Data —
(begin)

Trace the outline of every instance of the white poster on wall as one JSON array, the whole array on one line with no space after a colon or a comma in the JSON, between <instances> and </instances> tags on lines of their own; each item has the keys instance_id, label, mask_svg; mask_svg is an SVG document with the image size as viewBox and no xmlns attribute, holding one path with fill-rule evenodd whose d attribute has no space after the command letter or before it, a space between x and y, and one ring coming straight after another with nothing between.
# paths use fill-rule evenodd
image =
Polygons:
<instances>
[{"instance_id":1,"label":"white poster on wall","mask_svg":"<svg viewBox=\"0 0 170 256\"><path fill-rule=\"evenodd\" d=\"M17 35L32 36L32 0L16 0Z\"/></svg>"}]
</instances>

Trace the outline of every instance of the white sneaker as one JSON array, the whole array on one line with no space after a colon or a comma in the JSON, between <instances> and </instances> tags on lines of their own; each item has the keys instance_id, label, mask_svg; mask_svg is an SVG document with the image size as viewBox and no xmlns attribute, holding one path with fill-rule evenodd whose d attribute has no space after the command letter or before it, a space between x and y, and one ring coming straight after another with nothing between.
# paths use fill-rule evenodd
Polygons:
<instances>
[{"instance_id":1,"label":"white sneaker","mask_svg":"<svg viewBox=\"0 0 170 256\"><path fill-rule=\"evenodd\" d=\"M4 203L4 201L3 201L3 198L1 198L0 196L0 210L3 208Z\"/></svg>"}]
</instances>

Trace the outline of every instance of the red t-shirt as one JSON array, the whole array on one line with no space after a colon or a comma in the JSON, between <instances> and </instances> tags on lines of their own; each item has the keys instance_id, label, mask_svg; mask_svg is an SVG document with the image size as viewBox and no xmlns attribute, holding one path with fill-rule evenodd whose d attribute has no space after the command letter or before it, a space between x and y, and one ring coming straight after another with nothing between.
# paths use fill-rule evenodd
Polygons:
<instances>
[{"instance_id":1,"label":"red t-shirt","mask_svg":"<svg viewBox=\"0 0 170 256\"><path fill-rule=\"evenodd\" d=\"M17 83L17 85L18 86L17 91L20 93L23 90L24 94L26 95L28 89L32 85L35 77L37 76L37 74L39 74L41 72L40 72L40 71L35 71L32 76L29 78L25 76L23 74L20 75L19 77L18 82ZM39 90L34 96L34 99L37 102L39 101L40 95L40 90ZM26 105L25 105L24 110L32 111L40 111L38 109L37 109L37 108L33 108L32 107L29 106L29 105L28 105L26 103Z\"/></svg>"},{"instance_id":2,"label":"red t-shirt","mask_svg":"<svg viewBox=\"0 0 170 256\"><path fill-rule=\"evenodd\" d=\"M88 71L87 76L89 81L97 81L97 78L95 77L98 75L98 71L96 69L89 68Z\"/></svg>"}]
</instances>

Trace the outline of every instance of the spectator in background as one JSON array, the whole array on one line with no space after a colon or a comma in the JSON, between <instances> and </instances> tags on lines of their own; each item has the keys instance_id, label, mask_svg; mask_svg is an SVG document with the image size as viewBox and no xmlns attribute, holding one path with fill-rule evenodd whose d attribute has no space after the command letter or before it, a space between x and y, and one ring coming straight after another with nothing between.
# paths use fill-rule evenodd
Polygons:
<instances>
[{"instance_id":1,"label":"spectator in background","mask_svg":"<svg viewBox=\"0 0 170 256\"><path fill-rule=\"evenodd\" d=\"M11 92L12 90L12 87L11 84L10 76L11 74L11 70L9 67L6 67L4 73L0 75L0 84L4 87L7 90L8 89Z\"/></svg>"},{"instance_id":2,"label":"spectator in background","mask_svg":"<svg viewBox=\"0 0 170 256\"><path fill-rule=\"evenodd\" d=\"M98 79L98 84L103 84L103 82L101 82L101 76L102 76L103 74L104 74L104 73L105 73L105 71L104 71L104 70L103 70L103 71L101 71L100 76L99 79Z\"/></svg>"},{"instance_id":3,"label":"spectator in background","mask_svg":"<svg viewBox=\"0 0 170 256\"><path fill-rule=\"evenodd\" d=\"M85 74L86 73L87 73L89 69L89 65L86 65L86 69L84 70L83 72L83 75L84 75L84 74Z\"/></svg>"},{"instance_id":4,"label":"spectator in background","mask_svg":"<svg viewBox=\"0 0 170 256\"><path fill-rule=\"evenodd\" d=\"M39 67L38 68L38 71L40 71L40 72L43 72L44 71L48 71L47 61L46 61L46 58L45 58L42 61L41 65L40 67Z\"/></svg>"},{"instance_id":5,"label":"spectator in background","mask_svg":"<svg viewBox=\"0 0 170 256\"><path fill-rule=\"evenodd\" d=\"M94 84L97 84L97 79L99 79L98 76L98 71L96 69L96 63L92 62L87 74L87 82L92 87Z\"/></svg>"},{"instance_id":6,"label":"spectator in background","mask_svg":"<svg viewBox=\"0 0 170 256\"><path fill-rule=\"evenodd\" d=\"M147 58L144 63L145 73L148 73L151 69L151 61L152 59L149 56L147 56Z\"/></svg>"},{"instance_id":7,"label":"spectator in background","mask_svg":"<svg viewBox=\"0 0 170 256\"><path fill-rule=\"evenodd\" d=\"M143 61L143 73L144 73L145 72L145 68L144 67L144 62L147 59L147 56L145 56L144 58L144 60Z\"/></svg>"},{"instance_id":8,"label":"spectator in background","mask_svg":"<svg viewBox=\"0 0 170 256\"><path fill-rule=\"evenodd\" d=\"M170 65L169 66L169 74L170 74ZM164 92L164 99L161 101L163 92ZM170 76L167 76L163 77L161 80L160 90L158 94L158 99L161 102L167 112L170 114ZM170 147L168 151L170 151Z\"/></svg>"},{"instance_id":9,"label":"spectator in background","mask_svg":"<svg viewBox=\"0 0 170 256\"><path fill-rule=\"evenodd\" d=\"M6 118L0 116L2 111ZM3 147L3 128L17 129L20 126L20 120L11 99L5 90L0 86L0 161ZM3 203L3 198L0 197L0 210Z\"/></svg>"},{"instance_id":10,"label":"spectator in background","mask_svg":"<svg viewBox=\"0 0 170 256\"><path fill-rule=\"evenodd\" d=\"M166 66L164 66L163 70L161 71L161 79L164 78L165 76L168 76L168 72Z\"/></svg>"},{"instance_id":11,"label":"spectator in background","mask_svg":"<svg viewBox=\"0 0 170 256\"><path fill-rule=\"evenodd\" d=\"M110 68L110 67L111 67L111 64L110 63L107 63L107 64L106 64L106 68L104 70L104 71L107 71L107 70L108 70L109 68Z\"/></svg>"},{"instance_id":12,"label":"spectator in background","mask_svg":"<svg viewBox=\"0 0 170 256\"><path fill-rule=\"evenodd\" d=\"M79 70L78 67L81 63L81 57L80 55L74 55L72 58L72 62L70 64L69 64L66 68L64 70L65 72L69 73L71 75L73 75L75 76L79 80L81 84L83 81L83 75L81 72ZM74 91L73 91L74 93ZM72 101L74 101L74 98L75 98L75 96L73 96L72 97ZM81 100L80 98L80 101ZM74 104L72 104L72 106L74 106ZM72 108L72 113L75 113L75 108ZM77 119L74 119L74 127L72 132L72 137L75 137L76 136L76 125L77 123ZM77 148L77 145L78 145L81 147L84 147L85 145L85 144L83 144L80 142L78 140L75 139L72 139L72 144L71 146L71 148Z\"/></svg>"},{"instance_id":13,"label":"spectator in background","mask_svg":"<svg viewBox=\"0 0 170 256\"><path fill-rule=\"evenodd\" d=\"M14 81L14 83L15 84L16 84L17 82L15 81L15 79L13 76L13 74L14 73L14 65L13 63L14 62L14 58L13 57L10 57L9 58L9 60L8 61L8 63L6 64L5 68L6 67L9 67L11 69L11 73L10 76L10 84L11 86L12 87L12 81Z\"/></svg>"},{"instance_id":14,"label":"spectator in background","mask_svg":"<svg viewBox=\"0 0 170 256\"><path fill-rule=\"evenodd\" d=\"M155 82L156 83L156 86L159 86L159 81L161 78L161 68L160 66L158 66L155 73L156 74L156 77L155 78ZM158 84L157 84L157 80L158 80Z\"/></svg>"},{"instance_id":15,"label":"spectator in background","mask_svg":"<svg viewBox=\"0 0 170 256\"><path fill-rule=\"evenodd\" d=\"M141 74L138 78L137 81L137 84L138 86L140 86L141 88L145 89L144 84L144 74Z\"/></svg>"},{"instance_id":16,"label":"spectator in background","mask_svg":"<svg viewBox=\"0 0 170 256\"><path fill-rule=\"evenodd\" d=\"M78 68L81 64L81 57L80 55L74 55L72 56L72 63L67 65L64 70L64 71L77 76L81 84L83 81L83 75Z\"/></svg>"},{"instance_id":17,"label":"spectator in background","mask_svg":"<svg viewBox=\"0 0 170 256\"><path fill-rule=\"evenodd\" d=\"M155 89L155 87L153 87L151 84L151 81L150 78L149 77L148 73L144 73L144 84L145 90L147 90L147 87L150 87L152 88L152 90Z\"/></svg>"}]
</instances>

(end)

Required work — Which lines above contain the word "wall"? Gather every one of them and copy each out in full.

Solution for this exercise —
Trace the outline of every instance of the white poster on wall as one JSON array, the whole array on one line with no space after a colon or a comma in the JSON, between <instances> and </instances> tags on lines of their own; each item has the keys instance_id, label, mask_svg; mask_svg is an SVG document with the image size as viewBox and no xmlns attribute, holding one path with fill-rule evenodd whose d attribute has no space after the command letter or before it, a space between x and y, and one ring coming straight after another with nothing between.
[{"instance_id":1,"label":"white poster on wall","mask_svg":"<svg viewBox=\"0 0 170 256\"><path fill-rule=\"evenodd\" d=\"M17 35L32 36L32 0L16 0Z\"/></svg>"}]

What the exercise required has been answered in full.